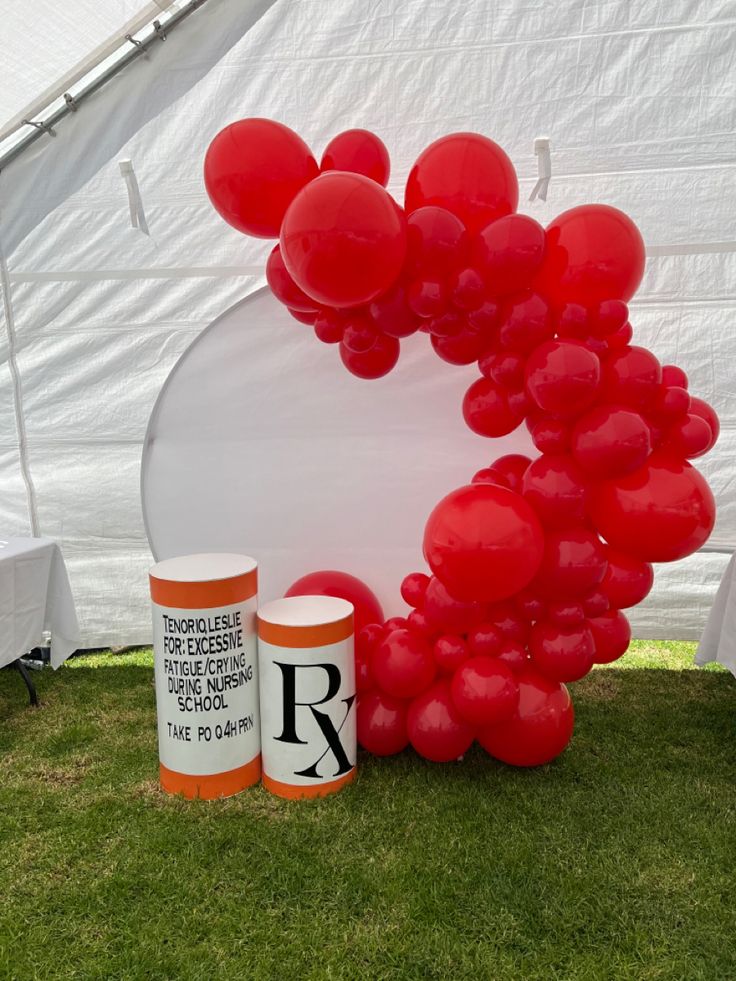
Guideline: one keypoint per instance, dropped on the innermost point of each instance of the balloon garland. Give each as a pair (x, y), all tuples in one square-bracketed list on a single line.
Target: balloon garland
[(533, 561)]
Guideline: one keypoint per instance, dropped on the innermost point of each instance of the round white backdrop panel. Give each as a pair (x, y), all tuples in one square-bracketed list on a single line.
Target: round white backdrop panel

→ Required work
Reproduce every line of the records above verbatim, leaving out the pictures.

→ Finished exercise
Guideline: one keypoint per instance, dropped on the innermost point of each instance of the balloon garland. Give each as a pair (x, y), all tuples in one square-bracketed list on a single line.
Target: balloon garland
[(533, 561)]
Guideline: one keypoint per instance, dropped on the innermost point of each instance of the round white backdrop panel. Give each as a pair (x, y), all tuples in one square-bracketed list on a single line.
Target: round white backdrop panel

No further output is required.